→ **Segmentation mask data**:
- Opening Delimiter -

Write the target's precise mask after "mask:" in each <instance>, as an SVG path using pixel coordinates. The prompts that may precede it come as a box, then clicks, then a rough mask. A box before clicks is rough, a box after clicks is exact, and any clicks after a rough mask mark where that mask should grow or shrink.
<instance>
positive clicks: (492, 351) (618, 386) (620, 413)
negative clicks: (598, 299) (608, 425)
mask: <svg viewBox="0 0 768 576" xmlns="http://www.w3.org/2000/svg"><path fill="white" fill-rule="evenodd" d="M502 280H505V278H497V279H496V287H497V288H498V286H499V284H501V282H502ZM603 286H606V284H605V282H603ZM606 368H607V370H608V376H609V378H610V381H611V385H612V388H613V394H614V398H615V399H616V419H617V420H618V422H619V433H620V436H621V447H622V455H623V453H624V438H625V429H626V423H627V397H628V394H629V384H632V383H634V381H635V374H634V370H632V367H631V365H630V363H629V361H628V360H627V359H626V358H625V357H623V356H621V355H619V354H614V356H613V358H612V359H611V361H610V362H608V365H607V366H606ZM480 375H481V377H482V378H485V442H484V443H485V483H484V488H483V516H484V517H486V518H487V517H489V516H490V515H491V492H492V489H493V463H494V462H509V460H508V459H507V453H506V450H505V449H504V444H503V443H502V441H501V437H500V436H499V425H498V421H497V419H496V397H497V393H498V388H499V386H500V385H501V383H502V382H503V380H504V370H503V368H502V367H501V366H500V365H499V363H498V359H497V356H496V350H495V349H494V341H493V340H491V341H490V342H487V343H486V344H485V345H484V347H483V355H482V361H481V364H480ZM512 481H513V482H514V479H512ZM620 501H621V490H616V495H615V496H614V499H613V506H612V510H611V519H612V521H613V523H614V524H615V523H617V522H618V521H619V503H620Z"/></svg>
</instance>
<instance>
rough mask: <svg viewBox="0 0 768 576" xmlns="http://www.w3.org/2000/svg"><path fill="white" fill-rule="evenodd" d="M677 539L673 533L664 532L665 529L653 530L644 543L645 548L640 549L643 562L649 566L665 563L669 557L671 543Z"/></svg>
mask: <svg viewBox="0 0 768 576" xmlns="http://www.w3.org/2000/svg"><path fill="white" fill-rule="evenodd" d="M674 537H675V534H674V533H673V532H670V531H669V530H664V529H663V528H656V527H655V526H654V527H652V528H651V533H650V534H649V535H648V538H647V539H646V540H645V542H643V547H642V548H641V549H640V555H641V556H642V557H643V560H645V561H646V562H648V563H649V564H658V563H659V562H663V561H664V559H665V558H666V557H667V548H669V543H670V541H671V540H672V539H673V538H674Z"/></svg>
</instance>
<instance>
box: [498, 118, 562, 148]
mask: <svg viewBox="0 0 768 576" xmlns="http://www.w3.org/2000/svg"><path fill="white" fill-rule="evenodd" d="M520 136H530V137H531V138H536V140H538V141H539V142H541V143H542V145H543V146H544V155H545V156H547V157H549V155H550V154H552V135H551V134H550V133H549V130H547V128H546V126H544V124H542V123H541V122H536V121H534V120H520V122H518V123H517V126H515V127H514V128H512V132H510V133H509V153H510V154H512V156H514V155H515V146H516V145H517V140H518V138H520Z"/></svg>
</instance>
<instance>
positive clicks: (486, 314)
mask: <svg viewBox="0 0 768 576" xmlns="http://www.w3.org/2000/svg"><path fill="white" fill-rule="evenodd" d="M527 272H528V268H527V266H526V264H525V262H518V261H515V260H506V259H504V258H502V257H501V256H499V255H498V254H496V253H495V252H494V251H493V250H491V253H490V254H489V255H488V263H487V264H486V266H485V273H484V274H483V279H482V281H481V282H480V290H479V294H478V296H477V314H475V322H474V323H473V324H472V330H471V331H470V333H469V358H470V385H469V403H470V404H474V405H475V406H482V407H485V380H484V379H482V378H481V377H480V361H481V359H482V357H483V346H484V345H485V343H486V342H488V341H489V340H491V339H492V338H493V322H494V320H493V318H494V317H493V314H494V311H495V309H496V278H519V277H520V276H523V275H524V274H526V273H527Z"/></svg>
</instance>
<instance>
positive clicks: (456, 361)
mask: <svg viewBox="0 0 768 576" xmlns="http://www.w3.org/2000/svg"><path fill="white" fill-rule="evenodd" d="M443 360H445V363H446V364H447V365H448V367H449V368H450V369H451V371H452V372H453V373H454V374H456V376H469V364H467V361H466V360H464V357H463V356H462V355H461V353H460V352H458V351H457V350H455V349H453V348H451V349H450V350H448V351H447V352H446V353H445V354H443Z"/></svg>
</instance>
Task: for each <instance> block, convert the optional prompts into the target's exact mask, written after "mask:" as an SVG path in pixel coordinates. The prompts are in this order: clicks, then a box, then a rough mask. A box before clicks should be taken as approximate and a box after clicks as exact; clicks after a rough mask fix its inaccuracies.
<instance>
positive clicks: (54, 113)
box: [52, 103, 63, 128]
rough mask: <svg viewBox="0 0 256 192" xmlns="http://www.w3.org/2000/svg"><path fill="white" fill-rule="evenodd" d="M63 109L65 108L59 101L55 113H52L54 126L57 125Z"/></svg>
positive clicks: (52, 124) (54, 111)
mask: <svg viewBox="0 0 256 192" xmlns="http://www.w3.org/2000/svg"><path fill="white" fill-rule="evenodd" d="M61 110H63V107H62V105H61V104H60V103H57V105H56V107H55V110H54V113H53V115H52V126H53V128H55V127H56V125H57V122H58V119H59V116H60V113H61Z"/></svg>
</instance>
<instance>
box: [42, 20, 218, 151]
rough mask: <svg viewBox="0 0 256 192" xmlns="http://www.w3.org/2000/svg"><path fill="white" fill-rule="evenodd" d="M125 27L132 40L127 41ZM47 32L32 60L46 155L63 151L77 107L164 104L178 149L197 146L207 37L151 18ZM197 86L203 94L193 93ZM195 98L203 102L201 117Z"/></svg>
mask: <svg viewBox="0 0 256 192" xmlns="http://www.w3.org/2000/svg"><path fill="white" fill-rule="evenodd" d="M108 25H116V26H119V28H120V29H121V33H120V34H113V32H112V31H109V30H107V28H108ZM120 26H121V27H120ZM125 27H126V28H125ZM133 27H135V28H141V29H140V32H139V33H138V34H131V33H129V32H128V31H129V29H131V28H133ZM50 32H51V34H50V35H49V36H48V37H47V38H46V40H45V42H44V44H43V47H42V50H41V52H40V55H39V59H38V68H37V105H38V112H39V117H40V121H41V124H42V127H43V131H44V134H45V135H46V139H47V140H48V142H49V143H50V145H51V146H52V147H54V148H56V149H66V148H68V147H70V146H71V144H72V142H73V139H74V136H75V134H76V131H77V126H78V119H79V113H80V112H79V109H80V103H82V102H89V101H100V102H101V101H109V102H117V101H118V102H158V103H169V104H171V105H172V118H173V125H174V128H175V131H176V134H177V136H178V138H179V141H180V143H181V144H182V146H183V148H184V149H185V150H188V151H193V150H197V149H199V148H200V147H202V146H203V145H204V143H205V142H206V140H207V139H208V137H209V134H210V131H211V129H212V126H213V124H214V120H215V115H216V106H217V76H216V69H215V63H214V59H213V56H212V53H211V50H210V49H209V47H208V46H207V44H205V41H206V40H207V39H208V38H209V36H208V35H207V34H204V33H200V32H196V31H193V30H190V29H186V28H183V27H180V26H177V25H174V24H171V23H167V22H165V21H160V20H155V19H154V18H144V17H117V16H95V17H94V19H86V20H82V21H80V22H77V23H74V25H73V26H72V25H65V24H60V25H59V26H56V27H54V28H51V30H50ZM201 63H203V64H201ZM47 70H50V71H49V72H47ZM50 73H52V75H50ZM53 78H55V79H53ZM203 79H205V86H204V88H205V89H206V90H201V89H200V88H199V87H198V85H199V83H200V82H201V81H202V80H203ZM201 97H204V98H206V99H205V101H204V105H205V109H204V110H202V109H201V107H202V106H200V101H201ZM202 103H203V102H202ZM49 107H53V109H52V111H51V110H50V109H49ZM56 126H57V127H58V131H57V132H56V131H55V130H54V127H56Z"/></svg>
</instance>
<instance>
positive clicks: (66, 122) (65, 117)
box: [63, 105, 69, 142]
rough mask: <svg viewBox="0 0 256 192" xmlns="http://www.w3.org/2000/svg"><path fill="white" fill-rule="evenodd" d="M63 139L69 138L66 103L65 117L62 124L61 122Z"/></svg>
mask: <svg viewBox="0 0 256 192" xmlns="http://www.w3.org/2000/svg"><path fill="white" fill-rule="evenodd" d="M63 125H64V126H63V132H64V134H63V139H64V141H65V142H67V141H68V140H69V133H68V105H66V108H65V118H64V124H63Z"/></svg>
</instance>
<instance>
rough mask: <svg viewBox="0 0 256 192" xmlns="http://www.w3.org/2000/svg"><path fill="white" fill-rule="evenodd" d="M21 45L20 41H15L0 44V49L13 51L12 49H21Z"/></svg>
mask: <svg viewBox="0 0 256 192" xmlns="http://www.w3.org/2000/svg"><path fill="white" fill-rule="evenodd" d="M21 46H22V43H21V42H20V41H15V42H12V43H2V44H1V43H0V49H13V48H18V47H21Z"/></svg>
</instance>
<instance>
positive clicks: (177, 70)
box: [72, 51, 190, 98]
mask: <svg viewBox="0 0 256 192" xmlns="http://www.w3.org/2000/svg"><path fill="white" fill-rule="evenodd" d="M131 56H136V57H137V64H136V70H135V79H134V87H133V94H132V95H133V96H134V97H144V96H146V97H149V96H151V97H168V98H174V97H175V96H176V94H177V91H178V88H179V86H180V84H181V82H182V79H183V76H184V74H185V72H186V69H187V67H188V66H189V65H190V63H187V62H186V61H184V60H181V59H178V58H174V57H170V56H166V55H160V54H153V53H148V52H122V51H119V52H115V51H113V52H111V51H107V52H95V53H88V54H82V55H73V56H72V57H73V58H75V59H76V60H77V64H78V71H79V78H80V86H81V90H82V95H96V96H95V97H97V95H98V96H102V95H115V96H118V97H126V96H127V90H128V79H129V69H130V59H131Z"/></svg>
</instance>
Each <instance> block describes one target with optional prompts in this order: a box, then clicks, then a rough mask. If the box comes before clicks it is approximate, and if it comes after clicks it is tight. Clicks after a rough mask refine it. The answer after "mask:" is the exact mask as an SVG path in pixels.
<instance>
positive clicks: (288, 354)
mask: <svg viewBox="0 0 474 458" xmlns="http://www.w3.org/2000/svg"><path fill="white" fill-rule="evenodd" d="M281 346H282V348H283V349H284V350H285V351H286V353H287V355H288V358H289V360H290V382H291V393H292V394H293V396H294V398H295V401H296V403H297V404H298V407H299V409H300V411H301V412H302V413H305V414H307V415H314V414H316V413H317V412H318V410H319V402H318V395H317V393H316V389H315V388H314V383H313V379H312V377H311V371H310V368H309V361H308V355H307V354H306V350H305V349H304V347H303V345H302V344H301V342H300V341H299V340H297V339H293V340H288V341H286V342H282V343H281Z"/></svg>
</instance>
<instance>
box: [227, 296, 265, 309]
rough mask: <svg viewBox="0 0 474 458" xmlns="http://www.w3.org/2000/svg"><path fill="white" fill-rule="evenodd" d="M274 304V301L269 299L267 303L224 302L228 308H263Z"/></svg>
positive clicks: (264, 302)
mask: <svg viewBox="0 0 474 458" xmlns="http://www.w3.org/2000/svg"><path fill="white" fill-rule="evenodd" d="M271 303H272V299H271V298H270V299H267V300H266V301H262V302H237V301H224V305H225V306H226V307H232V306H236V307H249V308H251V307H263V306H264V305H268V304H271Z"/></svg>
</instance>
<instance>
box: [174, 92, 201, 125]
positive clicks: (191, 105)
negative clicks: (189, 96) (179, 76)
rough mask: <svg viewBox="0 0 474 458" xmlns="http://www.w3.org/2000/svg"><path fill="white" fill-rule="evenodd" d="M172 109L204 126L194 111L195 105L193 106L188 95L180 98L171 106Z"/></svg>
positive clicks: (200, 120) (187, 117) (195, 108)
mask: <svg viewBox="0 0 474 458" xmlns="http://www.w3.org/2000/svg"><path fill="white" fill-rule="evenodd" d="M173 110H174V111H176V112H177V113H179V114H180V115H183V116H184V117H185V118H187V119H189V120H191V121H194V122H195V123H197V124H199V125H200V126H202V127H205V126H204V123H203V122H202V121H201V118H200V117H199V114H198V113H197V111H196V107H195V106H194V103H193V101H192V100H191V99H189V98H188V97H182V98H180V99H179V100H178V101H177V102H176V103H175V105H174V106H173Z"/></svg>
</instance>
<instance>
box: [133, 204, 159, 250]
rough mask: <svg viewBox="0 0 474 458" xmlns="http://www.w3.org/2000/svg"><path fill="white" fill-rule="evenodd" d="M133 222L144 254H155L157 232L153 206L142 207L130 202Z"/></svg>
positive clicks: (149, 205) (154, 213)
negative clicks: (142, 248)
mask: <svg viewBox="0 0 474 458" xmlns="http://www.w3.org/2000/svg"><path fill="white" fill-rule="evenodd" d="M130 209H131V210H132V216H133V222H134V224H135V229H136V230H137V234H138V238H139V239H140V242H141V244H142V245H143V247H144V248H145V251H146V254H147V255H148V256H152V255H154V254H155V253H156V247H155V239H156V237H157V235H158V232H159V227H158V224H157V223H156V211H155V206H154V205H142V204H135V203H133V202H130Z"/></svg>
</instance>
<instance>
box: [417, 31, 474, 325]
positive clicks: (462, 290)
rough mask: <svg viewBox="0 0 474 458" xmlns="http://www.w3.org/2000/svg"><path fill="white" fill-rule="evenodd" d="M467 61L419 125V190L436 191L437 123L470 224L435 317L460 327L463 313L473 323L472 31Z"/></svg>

- Closing Delimiter -

→ **What you have to do**: Write down again the exact lines running from the beginning of the data to the line containing "positive clicks: (492, 351)", with both ends included.

→ **Task response**:
Write the target's precise mask after "mask:" in each <instance>, as an SVG path using pixel coordinates. The prompts that may precede it come as a box, then clicks, then a rough mask. A box before clicks is rough, a box after clicks is exact, and any clicks after a rough mask mark where that mask should grow or shrink.
<instance>
positive clicks: (492, 351) (618, 386) (620, 413)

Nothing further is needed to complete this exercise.